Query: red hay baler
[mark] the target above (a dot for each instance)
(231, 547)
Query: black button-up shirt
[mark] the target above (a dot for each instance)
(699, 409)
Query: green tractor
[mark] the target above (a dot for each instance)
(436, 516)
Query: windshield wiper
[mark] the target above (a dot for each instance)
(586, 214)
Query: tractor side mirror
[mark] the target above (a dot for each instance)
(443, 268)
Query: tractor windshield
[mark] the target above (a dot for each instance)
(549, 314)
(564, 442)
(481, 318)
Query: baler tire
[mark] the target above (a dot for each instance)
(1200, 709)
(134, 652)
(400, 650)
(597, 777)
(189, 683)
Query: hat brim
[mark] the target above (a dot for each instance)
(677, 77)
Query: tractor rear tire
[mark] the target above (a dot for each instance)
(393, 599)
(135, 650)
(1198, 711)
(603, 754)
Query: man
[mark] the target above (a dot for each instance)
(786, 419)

###

» Instructions for the task
Find the lines above that hold "Query", then copy each of them.

» The completed task
Query: red hay baler
Query: black button-up shirt
Query: green tractor
Query: windshield wiper
Query: tractor side mirror
Query: tractor windshield
Query: baler tire
Query: hat brim
Query: tractor rear tire
Query: man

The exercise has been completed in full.